Information given:
:::::

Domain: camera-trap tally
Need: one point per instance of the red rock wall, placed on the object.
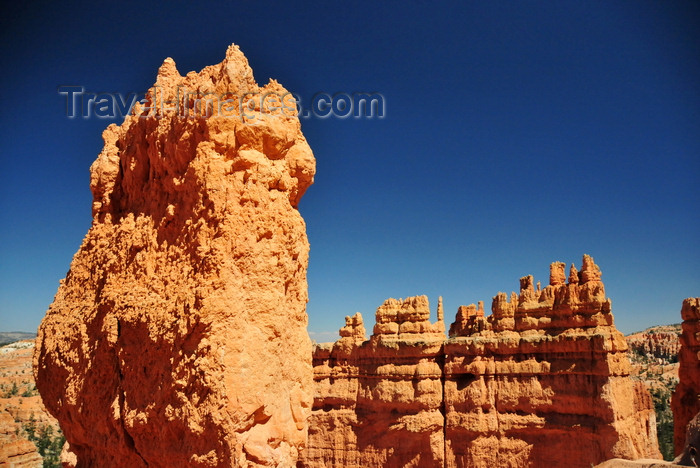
(379, 402)
(15, 450)
(686, 398)
(542, 381)
(178, 337)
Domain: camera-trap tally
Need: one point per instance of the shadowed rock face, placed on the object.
(686, 398)
(542, 381)
(178, 337)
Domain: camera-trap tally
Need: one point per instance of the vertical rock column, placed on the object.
(686, 398)
(178, 337)
(544, 380)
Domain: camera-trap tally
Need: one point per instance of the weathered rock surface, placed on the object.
(378, 403)
(662, 343)
(686, 398)
(690, 454)
(542, 381)
(20, 407)
(178, 337)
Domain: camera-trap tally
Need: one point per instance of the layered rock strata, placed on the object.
(178, 337)
(542, 381)
(686, 398)
(662, 343)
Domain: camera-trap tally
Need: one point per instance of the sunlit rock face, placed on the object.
(686, 398)
(178, 337)
(542, 381)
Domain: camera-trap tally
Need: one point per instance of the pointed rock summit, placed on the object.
(178, 337)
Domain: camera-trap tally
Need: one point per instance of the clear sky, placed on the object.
(516, 134)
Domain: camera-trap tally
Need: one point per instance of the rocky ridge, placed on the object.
(686, 398)
(178, 337)
(542, 381)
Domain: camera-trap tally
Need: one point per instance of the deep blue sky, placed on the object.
(516, 134)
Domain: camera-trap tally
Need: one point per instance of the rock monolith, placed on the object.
(178, 337)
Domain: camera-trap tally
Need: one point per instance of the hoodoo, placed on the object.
(542, 381)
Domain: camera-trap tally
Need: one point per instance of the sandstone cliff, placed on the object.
(542, 381)
(662, 343)
(178, 337)
(686, 398)
(15, 450)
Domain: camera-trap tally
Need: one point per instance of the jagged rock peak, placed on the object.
(178, 337)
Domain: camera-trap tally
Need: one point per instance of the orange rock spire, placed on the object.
(178, 337)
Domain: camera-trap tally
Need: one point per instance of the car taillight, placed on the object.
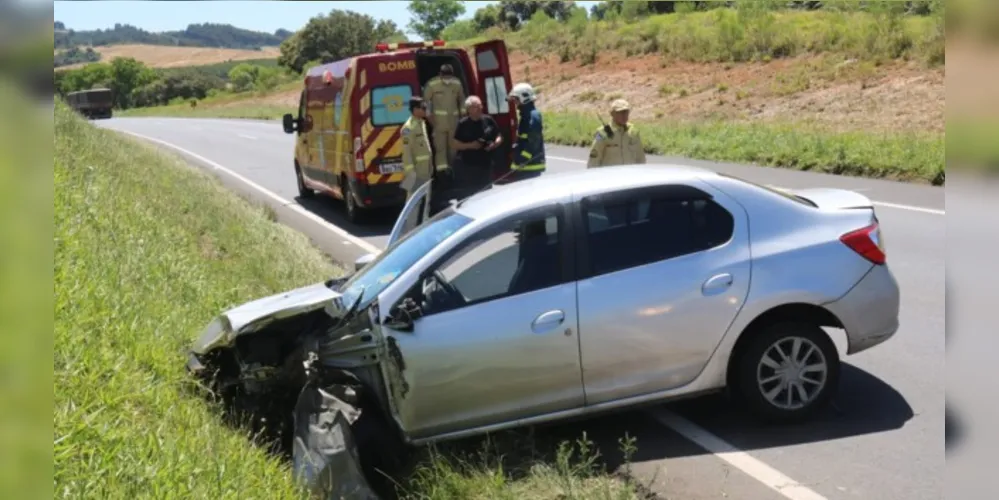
(358, 156)
(867, 242)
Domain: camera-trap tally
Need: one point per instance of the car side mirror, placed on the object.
(290, 123)
(402, 316)
(363, 261)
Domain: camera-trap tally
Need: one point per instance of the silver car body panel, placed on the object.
(255, 315)
(483, 368)
(662, 322)
(869, 311)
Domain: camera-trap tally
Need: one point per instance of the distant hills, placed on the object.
(196, 35)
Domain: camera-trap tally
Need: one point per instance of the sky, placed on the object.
(265, 16)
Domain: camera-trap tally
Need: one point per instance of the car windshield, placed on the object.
(401, 255)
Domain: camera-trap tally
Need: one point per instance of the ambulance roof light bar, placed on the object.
(385, 47)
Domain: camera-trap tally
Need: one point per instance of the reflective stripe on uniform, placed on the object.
(529, 168)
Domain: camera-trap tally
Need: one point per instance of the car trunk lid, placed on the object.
(833, 199)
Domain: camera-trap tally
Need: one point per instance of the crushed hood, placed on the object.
(252, 316)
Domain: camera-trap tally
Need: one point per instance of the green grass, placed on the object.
(25, 293)
(904, 157)
(971, 143)
(737, 35)
(909, 157)
(147, 250)
(205, 110)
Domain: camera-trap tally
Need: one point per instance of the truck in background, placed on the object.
(93, 103)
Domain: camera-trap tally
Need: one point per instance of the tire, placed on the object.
(355, 213)
(761, 388)
(303, 190)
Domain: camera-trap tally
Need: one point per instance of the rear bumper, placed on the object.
(378, 195)
(869, 311)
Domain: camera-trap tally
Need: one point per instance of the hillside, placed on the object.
(159, 56)
(852, 90)
(195, 35)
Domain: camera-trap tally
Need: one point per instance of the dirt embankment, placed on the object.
(835, 93)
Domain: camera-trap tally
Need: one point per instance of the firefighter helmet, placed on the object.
(523, 92)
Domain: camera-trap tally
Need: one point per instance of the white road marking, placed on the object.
(270, 194)
(878, 203)
(739, 459)
(756, 469)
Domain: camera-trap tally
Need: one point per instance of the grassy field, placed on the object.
(905, 157)
(147, 250)
(751, 32)
(163, 56)
(836, 90)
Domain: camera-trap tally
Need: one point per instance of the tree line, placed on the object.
(133, 84)
(195, 35)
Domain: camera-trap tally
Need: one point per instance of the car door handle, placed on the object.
(716, 284)
(547, 321)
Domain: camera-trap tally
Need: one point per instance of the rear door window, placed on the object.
(634, 230)
(496, 102)
(390, 105)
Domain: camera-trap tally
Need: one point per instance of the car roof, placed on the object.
(529, 193)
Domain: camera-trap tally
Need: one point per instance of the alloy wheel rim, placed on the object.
(792, 373)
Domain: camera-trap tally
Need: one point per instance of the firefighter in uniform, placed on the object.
(618, 143)
(445, 97)
(529, 151)
(416, 158)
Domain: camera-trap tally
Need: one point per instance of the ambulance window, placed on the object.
(486, 61)
(390, 105)
(496, 95)
(337, 109)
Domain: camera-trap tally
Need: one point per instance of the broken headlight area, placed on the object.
(313, 384)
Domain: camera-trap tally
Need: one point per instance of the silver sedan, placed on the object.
(580, 292)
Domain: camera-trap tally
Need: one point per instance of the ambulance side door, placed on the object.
(493, 67)
(302, 135)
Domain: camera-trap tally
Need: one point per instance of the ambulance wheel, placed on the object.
(355, 213)
(303, 190)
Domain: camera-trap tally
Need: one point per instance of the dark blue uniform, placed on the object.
(529, 152)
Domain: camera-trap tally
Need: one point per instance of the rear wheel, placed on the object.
(355, 213)
(787, 372)
(303, 190)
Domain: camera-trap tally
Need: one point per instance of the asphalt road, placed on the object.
(882, 439)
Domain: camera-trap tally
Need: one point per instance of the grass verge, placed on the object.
(147, 249)
(905, 157)
(908, 157)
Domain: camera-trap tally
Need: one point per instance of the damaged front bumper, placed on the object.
(256, 315)
(308, 342)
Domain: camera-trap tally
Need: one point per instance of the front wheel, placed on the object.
(787, 372)
(355, 214)
(303, 190)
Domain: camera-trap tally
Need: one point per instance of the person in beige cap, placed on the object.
(618, 143)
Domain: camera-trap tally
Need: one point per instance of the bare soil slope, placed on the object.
(162, 56)
(825, 90)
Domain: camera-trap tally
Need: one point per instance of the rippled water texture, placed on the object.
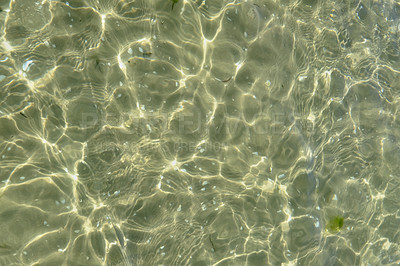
(212, 133)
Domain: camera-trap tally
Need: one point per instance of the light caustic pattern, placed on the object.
(210, 133)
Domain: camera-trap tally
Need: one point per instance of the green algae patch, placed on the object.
(335, 224)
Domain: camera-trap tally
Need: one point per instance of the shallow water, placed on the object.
(210, 133)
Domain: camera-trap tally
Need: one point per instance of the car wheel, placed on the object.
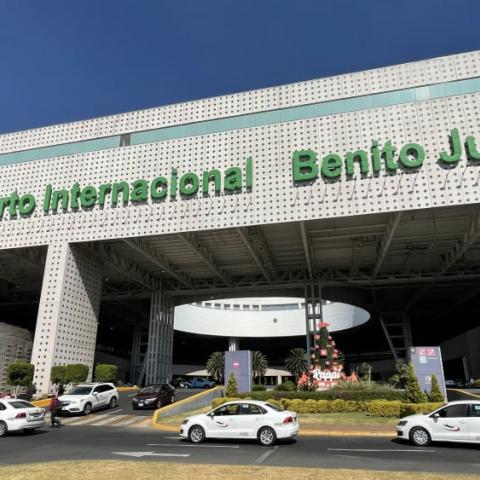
(196, 434)
(87, 409)
(420, 437)
(266, 436)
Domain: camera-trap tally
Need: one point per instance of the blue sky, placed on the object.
(70, 60)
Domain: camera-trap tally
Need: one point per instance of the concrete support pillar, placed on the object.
(313, 315)
(136, 360)
(160, 339)
(233, 344)
(67, 319)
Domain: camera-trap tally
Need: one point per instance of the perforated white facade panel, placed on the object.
(271, 146)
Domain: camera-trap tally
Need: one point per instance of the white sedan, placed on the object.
(19, 415)
(242, 419)
(454, 422)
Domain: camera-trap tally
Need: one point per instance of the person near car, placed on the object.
(53, 407)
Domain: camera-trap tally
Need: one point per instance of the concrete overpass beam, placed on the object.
(67, 319)
(158, 365)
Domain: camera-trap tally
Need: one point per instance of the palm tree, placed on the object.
(297, 361)
(259, 364)
(216, 366)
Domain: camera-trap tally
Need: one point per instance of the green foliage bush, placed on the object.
(76, 373)
(287, 386)
(346, 391)
(259, 388)
(374, 408)
(106, 373)
(383, 408)
(435, 394)
(277, 403)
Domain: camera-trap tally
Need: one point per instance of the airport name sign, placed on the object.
(306, 167)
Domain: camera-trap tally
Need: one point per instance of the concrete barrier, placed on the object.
(194, 402)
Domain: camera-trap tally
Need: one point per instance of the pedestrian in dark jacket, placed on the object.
(53, 407)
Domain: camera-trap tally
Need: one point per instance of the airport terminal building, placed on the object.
(361, 189)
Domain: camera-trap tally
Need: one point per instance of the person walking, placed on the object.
(53, 407)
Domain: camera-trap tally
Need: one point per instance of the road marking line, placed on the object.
(190, 446)
(128, 421)
(151, 454)
(108, 420)
(378, 450)
(147, 422)
(84, 420)
(263, 457)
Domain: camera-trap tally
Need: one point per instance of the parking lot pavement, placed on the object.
(137, 444)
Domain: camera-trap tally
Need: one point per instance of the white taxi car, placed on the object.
(242, 419)
(454, 422)
(19, 415)
(86, 397)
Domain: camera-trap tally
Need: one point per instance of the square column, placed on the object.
(67, 320)
(158, 365)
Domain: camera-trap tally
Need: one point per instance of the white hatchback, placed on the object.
(19, 415)
(242, 419)
(454, 422)
(86, 397)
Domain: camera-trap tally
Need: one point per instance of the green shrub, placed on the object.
(106, 373)
(415, 408)
(324, 406)
(287, 386)
(413, 392)
(58, 375)
(435, 394)
(259, 388)
(232, 386)
(220, 401)
(277, 403)
(76, 373)
(383, 408)
(345, 391)
(311, 406)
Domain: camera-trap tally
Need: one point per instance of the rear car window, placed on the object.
(21, 404)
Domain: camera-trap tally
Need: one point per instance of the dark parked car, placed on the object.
(154, 396)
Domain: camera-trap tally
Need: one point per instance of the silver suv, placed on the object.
(86, 397)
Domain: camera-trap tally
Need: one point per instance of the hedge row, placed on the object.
(339, 393)
(377, 408)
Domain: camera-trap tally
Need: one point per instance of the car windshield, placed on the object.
(147, 390)
(273, 407)
(21, 404)
(80, 391)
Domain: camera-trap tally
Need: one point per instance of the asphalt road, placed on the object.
(137, 444)
(125, 404)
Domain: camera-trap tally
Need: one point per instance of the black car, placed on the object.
(154, 396)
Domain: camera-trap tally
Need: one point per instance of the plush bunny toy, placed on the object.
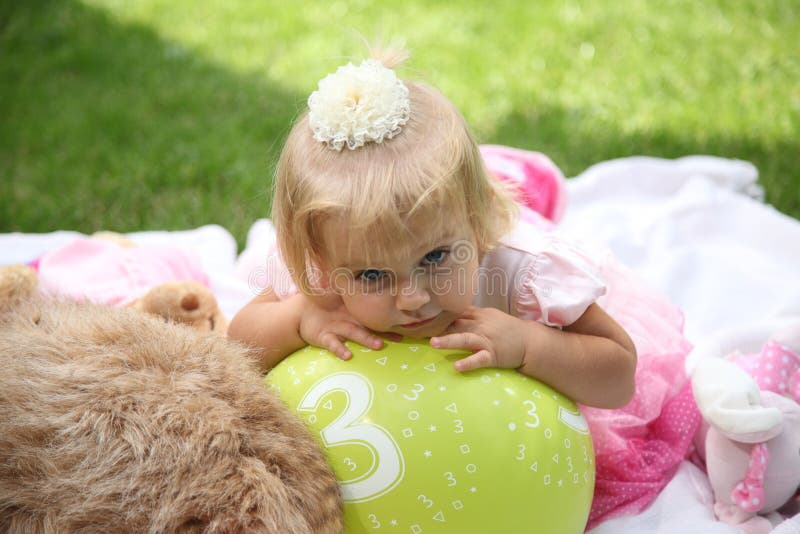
(750, 438)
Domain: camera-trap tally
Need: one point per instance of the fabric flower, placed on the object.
(356, 105)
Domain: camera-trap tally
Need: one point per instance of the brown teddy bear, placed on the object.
(186, 302)
(114, 421)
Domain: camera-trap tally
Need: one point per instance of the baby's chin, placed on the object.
(435, 328)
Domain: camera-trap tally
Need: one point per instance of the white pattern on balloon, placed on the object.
(388, 466)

:::::

Set problem:
Gather every line of the material above that contains the word "concrete", matching case exactly.

Final answer:
Need: one point per instance of the concrete support pillar, placed on the object.
Need: one point per instance of the concrete overpass beam, placed on the object.
Need: one point per instance of the concrete barrier, placed on the object.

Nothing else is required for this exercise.